### Text for analysis
We used data from the website to obtain two additional variables. These data were created by the Center for Gerontology and Healthcare Research at Brown University by combining multiple sources of resident and nursing home records such as the MDS for all nursing home residents, Medicare enrollment file, and CMS-maintained facility files. The first variable we obtained was percentage of racial and ethnic minority residents (African Americans, Hispanics, Asians or Pacific Islanders, and American Indians or Alaskan Natives) in the nursing home that was originally defined using the race and ethnicity information in the MDS and Medicare enrollment databases. We also obtained a variable for facility-level case mix, derived from the resource utilization group classification of all residents in the nursing home; the case-mix index was calculated by averaging the acuity scores of all residents (approximated by the relative staff time demanded by the resident) in the facility, with higher value indicating higher average acuity.

County COVID-19 Infections and Demographics

We downloaded data of the numbers of laboratory-confirmed cases and deaths of COVID-19 in all counties in the United States, as published by the New York Times ( These numbers have been compiled and updated in real time by the Times based on reports from state and local health agencies since the first reported coronavirus case in Snohomish County, Washington, on January 20, 2020.[28] Using these data we calculated, for each of the eight counties in Connecticut, the total number of confirmed COVID-19 cases as of April 16, 2020 (with and without nursing home confirmed cases). Similarly, we calculated the total number of COVID-19 deaths in the county, with and without nursing home deaths. Lastly, we used the 2018 Area Healthcare Resource File ( to obtain information about county population size.

Statistical Analyses

We examined the distributions of nursing home COVID-19 confirmed cases and deaths, as well as other nursing home characteristics overall, by number of confirmed cases (0, 1–10, and 11–69) and by number of COVID-19–related deaths (0, 1–5, and 6–15). We also summarized county characteristics and plotted the percentages of COVID-19 cases and deaths that were attributed to nursing home residents in each county.

### Exercise data

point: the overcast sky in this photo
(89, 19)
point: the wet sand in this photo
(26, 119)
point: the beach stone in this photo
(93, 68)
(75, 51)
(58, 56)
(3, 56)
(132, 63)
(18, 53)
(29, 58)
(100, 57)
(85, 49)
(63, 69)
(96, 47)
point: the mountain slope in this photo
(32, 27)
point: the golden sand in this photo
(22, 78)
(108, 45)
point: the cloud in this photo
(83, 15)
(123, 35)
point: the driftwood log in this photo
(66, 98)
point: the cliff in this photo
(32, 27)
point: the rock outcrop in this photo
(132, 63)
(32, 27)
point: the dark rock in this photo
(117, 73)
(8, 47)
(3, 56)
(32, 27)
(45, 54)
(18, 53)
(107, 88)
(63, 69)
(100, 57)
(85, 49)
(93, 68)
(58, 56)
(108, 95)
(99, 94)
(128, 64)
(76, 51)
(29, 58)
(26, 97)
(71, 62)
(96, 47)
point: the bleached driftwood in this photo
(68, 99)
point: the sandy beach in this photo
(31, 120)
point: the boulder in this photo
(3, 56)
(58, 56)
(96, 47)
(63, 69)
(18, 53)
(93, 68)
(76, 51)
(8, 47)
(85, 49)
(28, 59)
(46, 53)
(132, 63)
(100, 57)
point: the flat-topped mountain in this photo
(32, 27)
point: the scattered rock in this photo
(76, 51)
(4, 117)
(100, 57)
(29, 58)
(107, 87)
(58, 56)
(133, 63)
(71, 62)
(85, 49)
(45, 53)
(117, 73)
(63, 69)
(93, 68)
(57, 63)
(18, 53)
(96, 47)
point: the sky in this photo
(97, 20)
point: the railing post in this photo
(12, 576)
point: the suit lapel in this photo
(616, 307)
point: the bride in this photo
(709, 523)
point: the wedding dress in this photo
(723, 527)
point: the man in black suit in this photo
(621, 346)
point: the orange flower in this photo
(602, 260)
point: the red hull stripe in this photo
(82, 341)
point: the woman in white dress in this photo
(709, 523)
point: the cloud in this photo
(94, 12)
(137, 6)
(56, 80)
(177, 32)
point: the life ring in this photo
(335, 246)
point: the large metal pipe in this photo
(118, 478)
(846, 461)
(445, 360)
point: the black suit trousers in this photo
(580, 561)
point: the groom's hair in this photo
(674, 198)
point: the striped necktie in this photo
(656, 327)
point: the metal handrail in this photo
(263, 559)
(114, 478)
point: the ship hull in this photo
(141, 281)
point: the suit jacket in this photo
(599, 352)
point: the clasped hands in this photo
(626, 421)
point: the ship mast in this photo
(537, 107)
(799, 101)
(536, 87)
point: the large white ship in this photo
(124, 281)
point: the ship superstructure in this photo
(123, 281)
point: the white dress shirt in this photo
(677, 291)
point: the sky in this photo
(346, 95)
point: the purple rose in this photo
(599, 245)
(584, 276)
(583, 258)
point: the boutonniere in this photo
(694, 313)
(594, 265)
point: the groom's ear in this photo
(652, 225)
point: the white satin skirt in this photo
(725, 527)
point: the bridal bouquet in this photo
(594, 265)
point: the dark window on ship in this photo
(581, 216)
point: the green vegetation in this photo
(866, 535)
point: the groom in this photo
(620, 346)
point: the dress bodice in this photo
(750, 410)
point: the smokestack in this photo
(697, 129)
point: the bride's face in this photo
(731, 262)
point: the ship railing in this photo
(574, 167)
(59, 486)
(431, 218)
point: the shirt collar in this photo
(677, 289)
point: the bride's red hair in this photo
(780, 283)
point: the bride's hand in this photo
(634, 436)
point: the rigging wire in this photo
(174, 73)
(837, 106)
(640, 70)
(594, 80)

### Required tasks
• A. Answer these questions using the methods text on nursing home COVID-19 data.
(i) Which research center created the data used to obtain the two additional variables?
(ii) As of what date were the total confirmed COVID-19 cases calculated for each Connecticut county?
(iii) What ranges of COVID-19-related deaths were used to group the nursing homes?
• B. List every racial and ethnic minority group that the methods text on nursing home COVID-19 data counts in the percentage of minority residents.
• C. Write the next part of the methods text on nursing home COVID-19 data, starting after its final sentence.

### Solved problems
• A.
(i) The Center for Gerontology and Healthcare Research at Brown University
(ii) April 16, 2020
(iii) 0, 1–5, and 6–15

• B.
African Americans
Hispanics
Asians or Pacific Islanders
American Indians or Alaskan Natives

• C.
Multivariable analyses determined the associations of four independent variables with numbers of confirmed cases and deaths in nursing homes (dependent variables in separate models). The four independent variables were nursing home RN staffing, overall quality of care (measured by overall five-star ratings and categorized as four- or five-star facilities vs one- to three-star facilities), concentration of Medicaid residents (categorized as facilities in the top quartile group vs other facilities), and concentration of racial and ethnic minority residents (facilities in the top quartile group vs other facilities).

We fit separate two-part models at the nursing home level to account for the fact that a relatively large number of nursing homes had zero confirmed cases and deaths.[29] The first part of the models was a generalized linear model with a logit link function and assuming binomial distribution that estimated the likelihood of a nursing home having at least one confirmed case (or death). The second part is a count model assuming a Poisson distribution that estimated the number of cases (or deaths) conditional on at least one confirmed case (or death) that was found in the nursing home as of April 16, 2020. Both parts of the model controlled for the same nursing home covariates (Table 1) as well as two county covariates: total number of confirmed cases (or deaths) in the county other than nursing home cases (deaths) and county population size. After model estimation, we obtained the predicted counts of confirmed cases and deaths for all nursing homes and plotted each predicted count against the independent variables.